───── INFORMATION PROVIDED ─────

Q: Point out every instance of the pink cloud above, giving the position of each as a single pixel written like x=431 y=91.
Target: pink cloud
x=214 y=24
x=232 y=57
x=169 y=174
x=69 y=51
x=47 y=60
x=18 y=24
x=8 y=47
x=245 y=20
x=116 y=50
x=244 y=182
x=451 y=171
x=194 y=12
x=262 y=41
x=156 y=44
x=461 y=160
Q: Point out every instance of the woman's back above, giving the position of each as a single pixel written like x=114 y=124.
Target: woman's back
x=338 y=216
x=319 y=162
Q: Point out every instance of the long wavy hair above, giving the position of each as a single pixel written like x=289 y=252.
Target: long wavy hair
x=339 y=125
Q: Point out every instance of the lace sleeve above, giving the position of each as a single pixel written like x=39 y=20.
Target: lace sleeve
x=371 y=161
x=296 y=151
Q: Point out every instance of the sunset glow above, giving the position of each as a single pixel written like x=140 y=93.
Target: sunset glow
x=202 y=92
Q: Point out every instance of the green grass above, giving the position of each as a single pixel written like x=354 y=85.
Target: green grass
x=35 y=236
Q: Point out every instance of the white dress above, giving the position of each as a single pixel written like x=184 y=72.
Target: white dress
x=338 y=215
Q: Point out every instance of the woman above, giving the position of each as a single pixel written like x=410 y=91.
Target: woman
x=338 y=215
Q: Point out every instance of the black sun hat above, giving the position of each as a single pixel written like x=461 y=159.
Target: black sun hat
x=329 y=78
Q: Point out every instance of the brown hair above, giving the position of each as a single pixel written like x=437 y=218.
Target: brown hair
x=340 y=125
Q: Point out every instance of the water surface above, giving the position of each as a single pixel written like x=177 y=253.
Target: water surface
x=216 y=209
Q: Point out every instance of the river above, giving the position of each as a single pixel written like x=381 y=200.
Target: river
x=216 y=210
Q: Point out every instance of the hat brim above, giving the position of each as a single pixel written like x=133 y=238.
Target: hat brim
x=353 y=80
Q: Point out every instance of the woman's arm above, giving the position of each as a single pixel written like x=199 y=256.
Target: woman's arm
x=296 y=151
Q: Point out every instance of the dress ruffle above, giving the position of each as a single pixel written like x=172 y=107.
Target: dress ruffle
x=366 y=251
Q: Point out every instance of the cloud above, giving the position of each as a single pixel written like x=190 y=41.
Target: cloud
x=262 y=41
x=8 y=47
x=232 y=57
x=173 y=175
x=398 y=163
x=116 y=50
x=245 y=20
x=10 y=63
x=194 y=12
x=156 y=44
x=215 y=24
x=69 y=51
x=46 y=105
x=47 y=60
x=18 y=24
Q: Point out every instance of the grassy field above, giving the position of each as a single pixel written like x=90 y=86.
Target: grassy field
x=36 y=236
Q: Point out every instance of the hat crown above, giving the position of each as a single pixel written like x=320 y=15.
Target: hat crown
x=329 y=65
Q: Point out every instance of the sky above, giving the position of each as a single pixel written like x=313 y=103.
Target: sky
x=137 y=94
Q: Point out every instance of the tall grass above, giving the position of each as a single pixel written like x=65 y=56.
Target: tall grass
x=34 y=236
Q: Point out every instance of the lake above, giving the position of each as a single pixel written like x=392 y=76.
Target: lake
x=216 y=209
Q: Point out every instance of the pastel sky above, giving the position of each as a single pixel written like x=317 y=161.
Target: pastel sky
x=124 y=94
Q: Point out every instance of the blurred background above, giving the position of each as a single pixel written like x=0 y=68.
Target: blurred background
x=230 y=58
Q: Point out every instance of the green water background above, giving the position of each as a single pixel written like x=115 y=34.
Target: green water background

─────

§ **TASK STATEMENT**
Copy all of the material above word for word.

§ **THE SOLUTION**
Q: Point out every instance of the pink cloud above, giving the position of each as a single pixel written like x=431 y=91.
Target: pink cloud
x=214 y=24
x=232 y=57
x=169 y=174
x=69 y=51
x=47 y=60
x=18 y=24
x=8 y=47
x=245 y=20
x=116 y=50
x=244 y=182
x=451 y=171
x=194 y=12
x=262 y=41
x=156 y=44
x=461 y=160
Q: Point out every instance of the woman's back above, giving the position of each as a single pixel written like x=114 y=124.
Target: woman's back
x=338 y=216
x=319 y=162
Q: Point out every instance of the long wavy hair above, giving the position of each as a single pixel written like x=289 y=252.
Target: long wavy hair
x=339 y=125
Q: Point out every instance of the lace sleeve above, giving the position of each as a single pixel written like x=39 y=20.
Target: lace sleeve
x=371 y=161
x=296 y=151
Q: Point out every instance of the sunset glow above, giving the position of each as a single pixel written like x=140 y=93.
Target: sunset glow
x=202 y=92
Q: Point out every instance of the green grass above, giving the position of each as a single pixel written like x=354 y=85.
Target: green grass
x=35 y=236
Q: Point out every instance of the white dress above, giving the position of each as a single pixel written like x=184 y=72.
Target: white dress
x=338 y=215
Q: Point out every instance of the woman above, giving the position of each as a single pixel written like x=410 y=91.
Target: woman
x=338 y=215
Q: Point out every instance of the black sun hat above, giving the position of each as a single pixel written like x=461 y=159.
Target: black sun hat
x=329 y=78
Q: Point out every instance of the brown hair above, giving the position of each as a single pixel written like x=437 y=218.
Target: brown hair
x=340 y=125
Q: Point out every instance of the water surface above, giving the position of each as a single pixel written like x=177 y=253.
Target: water surface
x=216 y=209
Q: Point out every instance of the river above, giving the position of each as a single pixel written like x=381 y=200.
Target: river
x=216 y=210
Q: Point out every instance of the hat brim above, giving the position of each as a single pixel written like x=133 y=238.
Target: hat brim
x=353 y=80
Q: Point out every instance of the woman's arm above, giving the position of each as a single pixel written like x=199 y=256.
Target: woman's arm
x=296 y=151
Q: Point out every instance of the dress ruffle above, giving the position of each as a single pixel written like x=172 y=107.
Target: dress ruffle
x=366 y=251
Q: Point out every instance of the cloud above, giving the position of each as a single pixel written like x=190 y=41.
Target: cloud
x=262 y=41
x=8 y=47
x=232 y=57
x=173 y=175
x=398 y=163
x=116 y=50
x=245 y=20
x=10 y=63
x=194 y=12
x=156 y=44
x=215 y=24
x=69 y=51
x=46 y=105
x=47 y=60
x=18 y=24
Q: Point out every instance of the grassy field above, giving the position of each as a single pixel written like x=90 y=86.
Target: grassy field
x=36 y=236
Q: Point out every instance of the hat crown above, giving the position of each as a single pixel written like x=320 y=15.
Target: hat crown
x=329 y=65
Q: Point out every instance of the sky above, giving the position of each as a single pixel written like x=313 y=103.
Target: sky
x=137 y=94
Q: Point out every instance of the tall grass above, giving the position of each as a single pixel written like x=65 y=56.
Target: tall grass
x=34 y=236
Q: Point out every instance of the lake above, giving the position of each as a single pixel written like x=392 y=76.
Target: lake
x=216 y=209
Q: Point out every instance of the pastel sky above, giving the position of each as a single pixel written like x=317 y=161.
Target: pastel sky
x=124 y=94
Q: Point out every instance of the blurred background above, giving the position of each as a single pixel written like x=0 y=68.
Target: blurred background
x=230 y=58
Q: Point out every instance of the green water background above, giving the position of each as a single pixel written like x=115 y=34.
Target: green water background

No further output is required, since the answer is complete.